WHAT YOU HAVE TO DO ::
Once a line is found to contain "target", copy it out of the listing.
----------
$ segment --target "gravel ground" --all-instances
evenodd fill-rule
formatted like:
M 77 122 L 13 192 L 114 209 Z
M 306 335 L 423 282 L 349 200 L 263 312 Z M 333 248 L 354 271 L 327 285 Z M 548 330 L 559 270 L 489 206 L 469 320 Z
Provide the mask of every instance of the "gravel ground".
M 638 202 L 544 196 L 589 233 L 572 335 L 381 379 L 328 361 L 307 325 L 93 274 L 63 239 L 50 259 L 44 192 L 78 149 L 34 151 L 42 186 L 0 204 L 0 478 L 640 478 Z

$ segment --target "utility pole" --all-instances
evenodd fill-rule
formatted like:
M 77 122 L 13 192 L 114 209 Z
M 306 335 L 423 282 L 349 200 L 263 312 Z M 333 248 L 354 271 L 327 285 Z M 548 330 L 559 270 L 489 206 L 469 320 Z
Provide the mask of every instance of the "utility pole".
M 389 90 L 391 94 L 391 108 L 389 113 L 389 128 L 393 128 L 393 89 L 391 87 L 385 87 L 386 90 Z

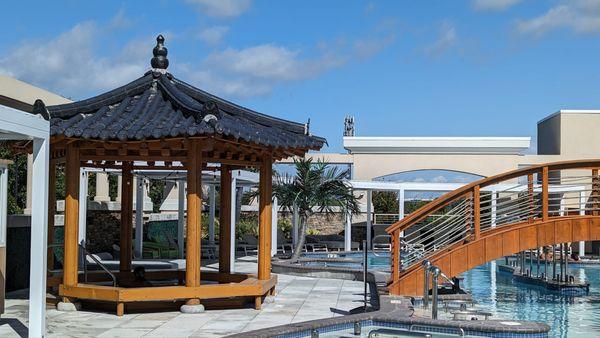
----------
SOLUTION TO THE PROBLEM ::
$ segment --target "gravel ground" --all-instances
$ segment --target "utility pole" --all-instances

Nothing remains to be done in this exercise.